<<<<

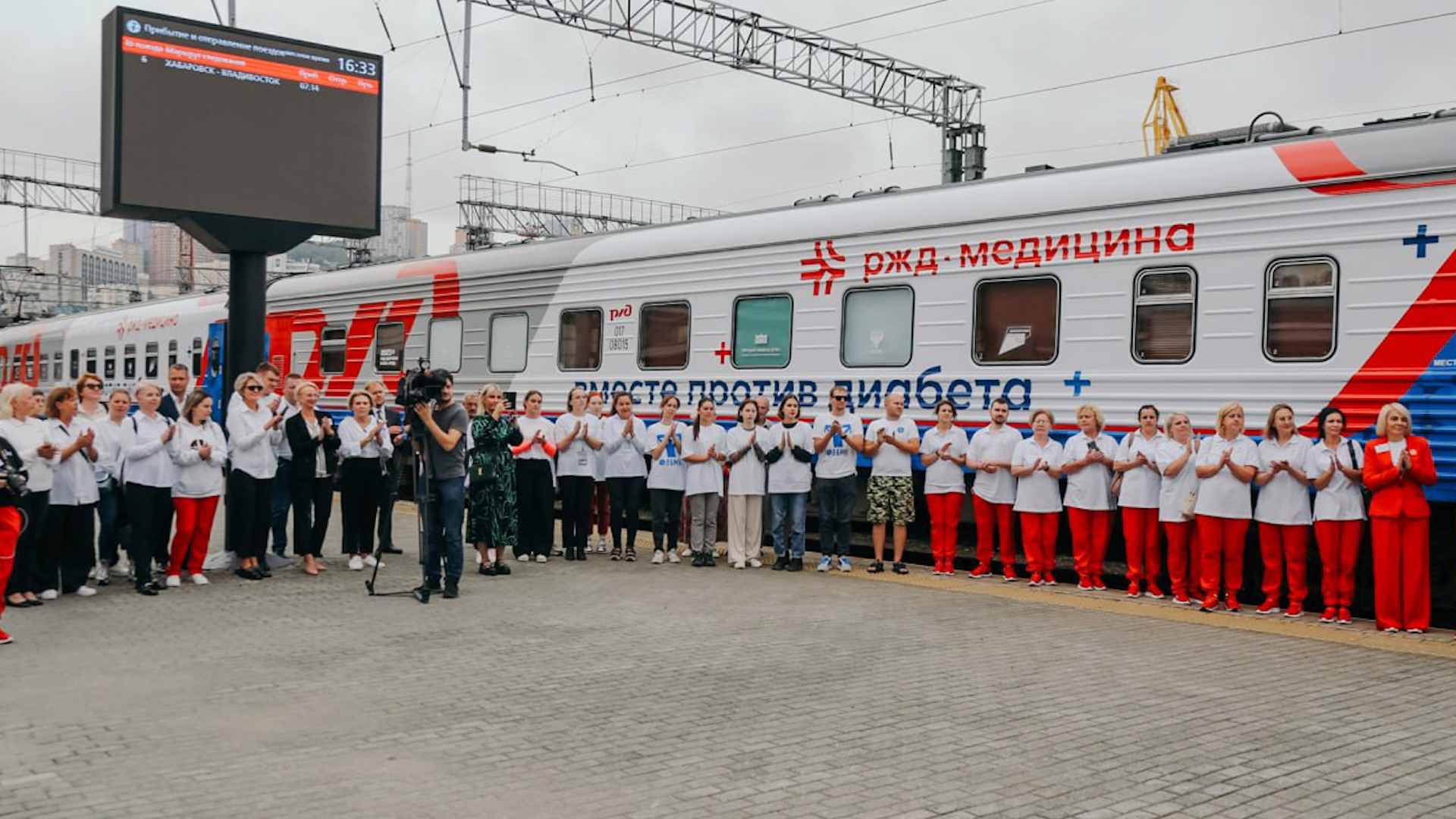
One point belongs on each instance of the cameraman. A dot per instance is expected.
(446, 423)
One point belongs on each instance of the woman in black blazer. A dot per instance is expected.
(310, 475)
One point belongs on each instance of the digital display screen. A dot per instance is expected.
(207, 120)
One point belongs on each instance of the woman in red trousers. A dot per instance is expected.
(1397, 468)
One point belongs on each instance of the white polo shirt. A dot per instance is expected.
(996, 447)
(1285, 499)
(944, 475)
(1222, 494)
(1037, 491)
(1090, 487)
(1141, 484)
(1341, 497)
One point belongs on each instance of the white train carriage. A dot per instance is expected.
(1310, 268)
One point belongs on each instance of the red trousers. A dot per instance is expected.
(1141, 534)
(1038, 539)
(1090, 534)
(1338, 548)
(1220, 541)
(1402, 572)
(946, 523)
(601, 515)
(992, 518)
(1184, 564)
(194, 518)
(1286, 553)
(9, 534)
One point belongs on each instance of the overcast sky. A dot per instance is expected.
(629, 139)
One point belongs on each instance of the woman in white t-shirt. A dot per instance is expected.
(746, 447)
(1037, 466)
(666, 480)
(1138, 464)
(1177, 493)
(1283, 510)
(1088, 466)
(1225, 465)
(1335, 469)
(943, 453)
(704, 450)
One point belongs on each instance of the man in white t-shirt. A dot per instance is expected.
(837, 441)
(995, 490)
(890, 442)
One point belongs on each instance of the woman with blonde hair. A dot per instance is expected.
(1088, 466)
(1226, 464)
(1398, 466)
(1283, 510)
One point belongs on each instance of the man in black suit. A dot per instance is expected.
(394, 420)
(178, 379)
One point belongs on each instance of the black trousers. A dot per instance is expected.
(149, 512)
(67, 550)
(535, 502)
(576, 510)
(667, 518)
(626, 507)
(249, 513)
(312, 506)
(359, 503)
(25, 576)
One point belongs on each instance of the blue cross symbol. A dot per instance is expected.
(1076, 382)
(1420, 241)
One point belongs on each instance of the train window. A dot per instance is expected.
(663, 335)
(878, 327)
(334, 347)
(580, 340)
(1164, 316)
(509, 337)
(1299, 311)
(389, 347)
(1017, 321)
(446, 343)
(153, 356)
(762, 331)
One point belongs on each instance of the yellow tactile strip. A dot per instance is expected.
(1360, 634)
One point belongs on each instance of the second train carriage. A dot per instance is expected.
(1308, 268)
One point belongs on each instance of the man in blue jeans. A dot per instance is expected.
(446, 422)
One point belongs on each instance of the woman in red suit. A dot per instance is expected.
(1397, 466)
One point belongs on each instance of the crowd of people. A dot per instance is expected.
(152, 480)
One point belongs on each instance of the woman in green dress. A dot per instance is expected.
(491, 523)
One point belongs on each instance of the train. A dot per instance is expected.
(1307, 267)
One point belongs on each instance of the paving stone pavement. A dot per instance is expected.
(610, 689)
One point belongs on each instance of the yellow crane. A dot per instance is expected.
(1163, 121)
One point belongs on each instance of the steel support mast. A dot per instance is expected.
(747, 41)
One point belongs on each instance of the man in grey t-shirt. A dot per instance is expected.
(446, 423)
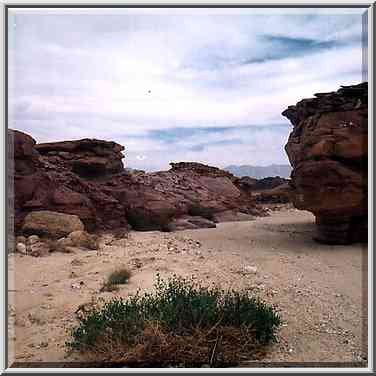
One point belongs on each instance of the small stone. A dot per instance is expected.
(248, 269)
(32, 239)
(20, 239)
(21, 248)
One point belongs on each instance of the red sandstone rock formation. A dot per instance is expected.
(328, 152)
(86, 178)
(86, 157)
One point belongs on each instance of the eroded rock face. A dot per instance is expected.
(111, 197)
(328, 152)
(52, 224)
(88, 158)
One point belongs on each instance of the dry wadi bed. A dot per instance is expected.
(319, 290)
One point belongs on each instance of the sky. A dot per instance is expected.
(173, 85)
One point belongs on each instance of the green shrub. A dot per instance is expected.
(182, 322)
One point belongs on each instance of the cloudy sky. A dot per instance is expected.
(177, 85)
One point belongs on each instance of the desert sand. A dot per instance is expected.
(319, 290)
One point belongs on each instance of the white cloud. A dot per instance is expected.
(120, 76)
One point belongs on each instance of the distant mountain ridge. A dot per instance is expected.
(260, 172)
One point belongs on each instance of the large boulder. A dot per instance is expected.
(23, 155)
(68, 178)
(52, 224)
(88, 158)
(328, 152)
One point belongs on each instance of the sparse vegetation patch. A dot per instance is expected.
(180, 323)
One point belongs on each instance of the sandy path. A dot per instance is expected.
(320, 291)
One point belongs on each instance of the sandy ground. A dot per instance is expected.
(319, 290)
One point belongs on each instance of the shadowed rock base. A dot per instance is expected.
(328, 152)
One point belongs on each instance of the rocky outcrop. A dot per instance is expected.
(49, 183)
(51, 224)
(328, 152)
(201, 169)
(110, 197)
(88, 158)
(278, 195)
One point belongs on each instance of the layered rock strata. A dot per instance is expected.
(327, 149)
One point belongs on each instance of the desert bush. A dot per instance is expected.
(180, 323)
(118, 277)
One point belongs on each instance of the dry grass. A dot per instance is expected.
(181, 323)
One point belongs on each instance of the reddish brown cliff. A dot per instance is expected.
(87, 178)
(328, 152)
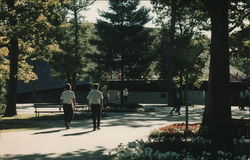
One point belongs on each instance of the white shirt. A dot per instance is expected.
(95, 96)
(125, 92)
(67, 96)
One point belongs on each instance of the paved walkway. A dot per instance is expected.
(80, 143)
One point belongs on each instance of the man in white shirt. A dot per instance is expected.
(66, 100)
(95, 101)
(125, 95)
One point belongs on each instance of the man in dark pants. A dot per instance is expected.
(177, 103)
(95, 101)
(66, 100)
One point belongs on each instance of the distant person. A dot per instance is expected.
(177, 103)
(95, 101)
(68, 101)
(125, 96)
(247, 97)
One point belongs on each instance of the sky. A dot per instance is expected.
(92, 13)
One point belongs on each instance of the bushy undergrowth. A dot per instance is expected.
(174, 143)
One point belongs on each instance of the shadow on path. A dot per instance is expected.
(79, 133)
(76, 155)
(50, 131)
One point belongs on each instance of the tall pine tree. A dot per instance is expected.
(124, 42)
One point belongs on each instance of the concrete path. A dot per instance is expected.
(80, 143)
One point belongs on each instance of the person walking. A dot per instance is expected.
(125, 95)
(68, 102)
(242, 100)
(95, 101)
(177, 103)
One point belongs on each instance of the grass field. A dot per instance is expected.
(27, 122)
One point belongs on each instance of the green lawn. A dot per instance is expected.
(27, 122)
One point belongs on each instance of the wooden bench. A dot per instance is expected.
(54, 108)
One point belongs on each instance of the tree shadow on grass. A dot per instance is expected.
(76, 155)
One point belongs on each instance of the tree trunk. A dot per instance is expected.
(13, 58)
(74, 78)
(12, 83)
(218, 111)
(170, 53)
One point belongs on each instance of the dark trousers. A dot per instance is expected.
(177, 107)
(96, 115)
(125, 98)
(68, 113)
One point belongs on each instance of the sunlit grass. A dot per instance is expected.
(27, 122)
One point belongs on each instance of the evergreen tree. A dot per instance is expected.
(124, 42)
(24, 24)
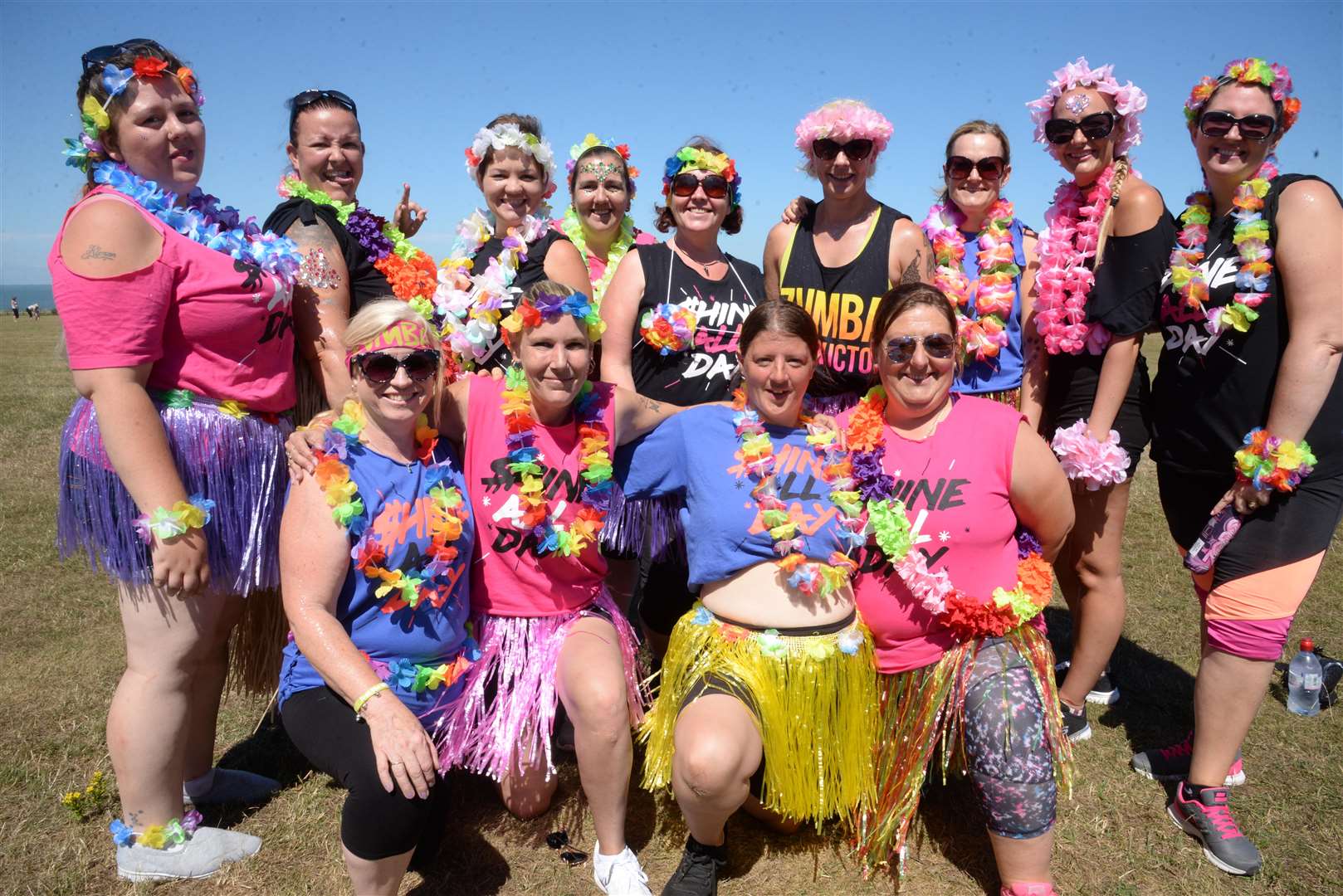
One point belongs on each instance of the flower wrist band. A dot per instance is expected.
(1271, 462)
(168, 524)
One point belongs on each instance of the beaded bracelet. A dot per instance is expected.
(1271, 462)
(167, 524)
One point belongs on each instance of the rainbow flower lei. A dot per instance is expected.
(593, 468)
(1064, 281)
(993, 293)
(963, 614)
(756, 451)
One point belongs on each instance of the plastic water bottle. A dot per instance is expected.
(1303, 681)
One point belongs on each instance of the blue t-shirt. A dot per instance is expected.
(1002, 373)
(696, 455)
(404, 646)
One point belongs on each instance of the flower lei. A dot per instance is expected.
(756, 451)
(421, 578)
(593, 468)
(203, 221)
(1064, 280)
(963, 614)
(993, 293)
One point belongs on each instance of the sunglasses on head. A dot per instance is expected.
(685, 184)
(901, 348)
(1093, 127)
(380, 367)
(854, 149)
(989, 167)
(1218, 124)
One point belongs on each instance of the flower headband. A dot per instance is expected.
(843, 119)
(547, 306)
(510, 134)
(696, 158)
(1128, 100)
(1248, 71)
(93, 116)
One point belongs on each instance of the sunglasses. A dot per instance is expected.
(1093, 127)
(715, 186)
(854, 149)
(940, 345)
(1218, 124)
(379, 367)
(989, 167)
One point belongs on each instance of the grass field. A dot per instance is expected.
(63, 655)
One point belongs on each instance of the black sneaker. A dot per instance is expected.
(697, 874)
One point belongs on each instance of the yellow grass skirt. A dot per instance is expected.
(813, 699)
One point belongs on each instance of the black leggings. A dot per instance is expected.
(374, 824)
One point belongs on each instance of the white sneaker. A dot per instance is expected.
(619, 874)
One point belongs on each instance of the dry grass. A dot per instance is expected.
(63, 655)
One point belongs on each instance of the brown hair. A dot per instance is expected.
(665, 222)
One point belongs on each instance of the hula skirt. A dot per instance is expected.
(813, 698)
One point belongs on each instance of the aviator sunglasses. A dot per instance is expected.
(901, 348)
(379, 367)
(1060, 130)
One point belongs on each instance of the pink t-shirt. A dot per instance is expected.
(955, 485)
(508, 579)
(206, 321)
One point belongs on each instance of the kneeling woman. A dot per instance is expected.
(372, 553)
(954, 599)
(767, 683)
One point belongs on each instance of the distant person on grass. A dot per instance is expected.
(172, 458)
(1248, 407)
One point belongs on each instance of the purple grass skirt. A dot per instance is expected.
(239, 464)
(510, 696)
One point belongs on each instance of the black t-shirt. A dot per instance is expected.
(703, 373)
(365, 281)
(1212, 390)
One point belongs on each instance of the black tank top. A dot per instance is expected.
(1212, 390)
(703, 373)
(841, 299)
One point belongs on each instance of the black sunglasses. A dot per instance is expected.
(1093, 127)
(380, 367)
(1218, 124)
(685, 184)
(901, 348)
(989, 167)
(854, 149)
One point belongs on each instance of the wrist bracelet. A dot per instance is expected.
(167, 524)
(1271, 462)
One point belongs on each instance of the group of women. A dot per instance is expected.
(826, 483)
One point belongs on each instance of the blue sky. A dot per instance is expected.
(427, 75)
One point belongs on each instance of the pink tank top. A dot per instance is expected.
(508, 579)
(955, 485)
(207, 323)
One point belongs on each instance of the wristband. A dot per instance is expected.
(1271, 462)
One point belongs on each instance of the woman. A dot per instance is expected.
(952, 599)
(847, 246)
(182, 356)
(505, 250)
(1248, 401)
(673, 320)
(379, 638)
(351, 254)
(767, 685)
(986, 262)
(1100, 268)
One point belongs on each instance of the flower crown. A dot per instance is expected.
(93, 116)
(1248, 71)
(547, 306)
(1128, 100)
(696, 158)
(843, 119)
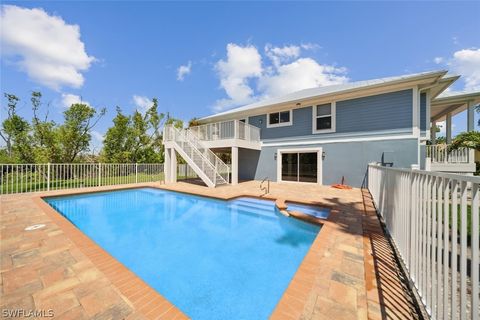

>>>>

REQUIRED TASK.
Put everything in the listing from the line containing "One point belongs on each instance of the dark" down to the line containing "(1303, 681)", both included, into a two-column CSV headed instruction and points, with one row for each sentence and the coordinates beneath it. Put each value in one quoted field with line breaks turned into spaces, and leave the pictures out.

RESULT OF THE TASK.
instruction,points
"One point belongs on each instance of the dark trousers. A dot per instance is expected.","(177, 107) (96, 115) (125, 98) (68, 113)"
"One point belongs on each instance of the sunlit grass. A dot per instance is expected.","(27, 122)"
"One point belongs on each instance of the evergreen tree. A dot per instance is expected.","(124, 42) (24, 24)"
"One point belongs on each instance of the flower wrist band. A dot per instance is expected.","(1271, 462) (168, 524)"
"One point belongs on each instance of the beaded bracelet. A dot per instance is expected.","(1271, 462) (167, 524)"
"One point belongs on each instance of the rainbow flower lei. A dot per instance is expected.","(593, 468) (1064, 281) (993, 293) (963, 614) (756, 451)"
"One point belongs on each instance of the plastic water bottle. A dot per instance is expected.","(1303, 681)"